- [Task to carry out]:
Copy the passage of the Avan-khan biography starting at "Melik of Dizak" and ending at "and Melik-Yeganyan families.", renaming "Dizak" as "Dizaq" wherever it occurs.

- [Text to read]:
↓

Melik of Dizak
- Died: 1744 Tugh village, Dizak Principality, Karabakh
- Wives: Khanoum-aga begum; Gohar Khanoum;
- Issue: sons: Aram, Esayi, Altoukhan, Bakhtam-bey, Hovsep-bey, Bagr-bey, Arakel-bey, Safar-bey, Bagum-bey and Verdi-bey, daughters: Tavar-begum, Khan-Baji-begum, Khatun-begum and Hatay-begum
- Dynasty: Melik-Avanian
- Father: Lucas Vardapet
- Mother: Maryam
- Religion: Armenian Apostolic Church

= Avan-khan =

Avan-khan III or Yegan (Armenian: Ավան խան or Մելիք Եգան) was the Armenian ruler of Dizak from 1716 to 1744 and the ancestor of Melik-Aslanyan and Melik-Yeganyan families.

== Origin ==
He was born in the village of Artu in the province of Lori in the family of vardapet Lukas from the Avanid dynasty. According to many authors Melik Avan III returned to Dizak from Lori with his father and family members after a quarrel with his relative Elizbar pertaining to some land.

Historian Mirza Adigozal bey writes: "One of these districts is Dizak. Its chieftain is called Melik Yegan. He escaped from Lori and during the reign of Nader Shah and by his command he sat on the throne of the chieftaincy and gained respect."

↑

- [Material provided]:

↓

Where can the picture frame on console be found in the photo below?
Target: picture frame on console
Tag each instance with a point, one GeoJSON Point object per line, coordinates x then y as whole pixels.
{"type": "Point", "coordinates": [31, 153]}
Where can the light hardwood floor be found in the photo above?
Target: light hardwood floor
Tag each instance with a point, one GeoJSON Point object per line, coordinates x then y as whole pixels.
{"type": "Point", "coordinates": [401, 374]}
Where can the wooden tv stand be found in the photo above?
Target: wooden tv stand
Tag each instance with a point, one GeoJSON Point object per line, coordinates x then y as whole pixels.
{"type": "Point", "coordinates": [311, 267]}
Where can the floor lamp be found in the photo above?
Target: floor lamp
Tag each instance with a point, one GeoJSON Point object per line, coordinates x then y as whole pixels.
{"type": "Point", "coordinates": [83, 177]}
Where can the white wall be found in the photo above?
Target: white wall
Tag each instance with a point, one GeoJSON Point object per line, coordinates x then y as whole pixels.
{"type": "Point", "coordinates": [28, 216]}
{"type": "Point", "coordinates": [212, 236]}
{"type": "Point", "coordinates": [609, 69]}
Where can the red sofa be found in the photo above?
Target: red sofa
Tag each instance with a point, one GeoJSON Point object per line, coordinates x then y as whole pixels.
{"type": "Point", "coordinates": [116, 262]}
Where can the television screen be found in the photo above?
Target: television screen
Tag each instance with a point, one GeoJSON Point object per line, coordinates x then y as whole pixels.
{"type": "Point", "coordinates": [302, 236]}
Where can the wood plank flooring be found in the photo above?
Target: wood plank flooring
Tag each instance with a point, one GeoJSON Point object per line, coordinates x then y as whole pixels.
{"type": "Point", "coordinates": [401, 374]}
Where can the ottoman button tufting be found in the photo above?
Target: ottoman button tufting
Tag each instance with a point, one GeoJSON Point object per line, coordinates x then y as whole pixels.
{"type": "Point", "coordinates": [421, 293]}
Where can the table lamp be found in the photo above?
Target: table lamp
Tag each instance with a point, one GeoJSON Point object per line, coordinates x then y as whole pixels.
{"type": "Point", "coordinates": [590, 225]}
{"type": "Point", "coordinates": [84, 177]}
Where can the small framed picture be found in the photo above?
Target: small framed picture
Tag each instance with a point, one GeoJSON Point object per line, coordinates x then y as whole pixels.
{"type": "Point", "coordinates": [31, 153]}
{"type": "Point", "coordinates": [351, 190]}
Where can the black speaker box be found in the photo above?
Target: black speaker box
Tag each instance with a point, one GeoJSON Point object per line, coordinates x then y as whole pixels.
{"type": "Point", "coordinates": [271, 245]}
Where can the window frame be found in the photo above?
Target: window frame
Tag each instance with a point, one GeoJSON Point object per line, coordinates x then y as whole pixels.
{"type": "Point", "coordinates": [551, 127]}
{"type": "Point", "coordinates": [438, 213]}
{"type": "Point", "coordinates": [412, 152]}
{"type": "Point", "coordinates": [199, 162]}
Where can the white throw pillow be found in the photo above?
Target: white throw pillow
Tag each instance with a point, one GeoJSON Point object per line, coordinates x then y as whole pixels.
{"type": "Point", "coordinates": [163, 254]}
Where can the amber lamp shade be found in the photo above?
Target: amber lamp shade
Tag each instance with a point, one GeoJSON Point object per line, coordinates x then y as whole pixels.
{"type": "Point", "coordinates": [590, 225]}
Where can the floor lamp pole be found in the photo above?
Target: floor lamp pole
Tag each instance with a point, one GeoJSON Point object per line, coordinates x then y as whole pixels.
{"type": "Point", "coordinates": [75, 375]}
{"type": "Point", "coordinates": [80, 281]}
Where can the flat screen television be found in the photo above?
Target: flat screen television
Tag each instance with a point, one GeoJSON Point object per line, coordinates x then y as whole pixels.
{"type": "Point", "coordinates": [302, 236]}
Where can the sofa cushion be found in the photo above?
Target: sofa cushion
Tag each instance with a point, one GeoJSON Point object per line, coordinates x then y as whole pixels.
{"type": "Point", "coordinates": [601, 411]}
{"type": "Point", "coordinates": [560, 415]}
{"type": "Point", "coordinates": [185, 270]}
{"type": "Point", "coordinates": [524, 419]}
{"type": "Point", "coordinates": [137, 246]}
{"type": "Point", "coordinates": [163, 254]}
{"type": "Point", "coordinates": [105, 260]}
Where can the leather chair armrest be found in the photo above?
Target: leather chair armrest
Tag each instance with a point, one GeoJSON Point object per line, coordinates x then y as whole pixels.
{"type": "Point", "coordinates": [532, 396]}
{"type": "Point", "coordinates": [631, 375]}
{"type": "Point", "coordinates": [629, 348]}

↑

- [Output for this task]:
Melik of Dizaq
- Died: 1744 Tugh village, Dizaq Principality, Karabakh
- Wives: Khanoum-aga begum; Gohar Khanoum;
- Issue: sons: Aram, Esayi, Altoukhan, Bakhtam-bey, Hovsep-bey, Bagr-bey, Arakel-bey, Safar-bey, Bagum-bey and Verdi-bey, daughters: Tavar-begum, Khan-Baji-begum, Khatun-begum and Hatay-begum
- Dynasty: Melik-Avanian
- Father: Lucas Vardapet
- Mother: Maryam
- Religion: Armenian Apostolic Church

= Avan-khan =

Avan-khan III or Yegan (Armenian: Ավան խան or Մելիք Եգան) was the Armenian ruler of Dizaq from 1716 to 1744 and the ancestor of Melik-Aslanyan and Melik-Yeganyan families.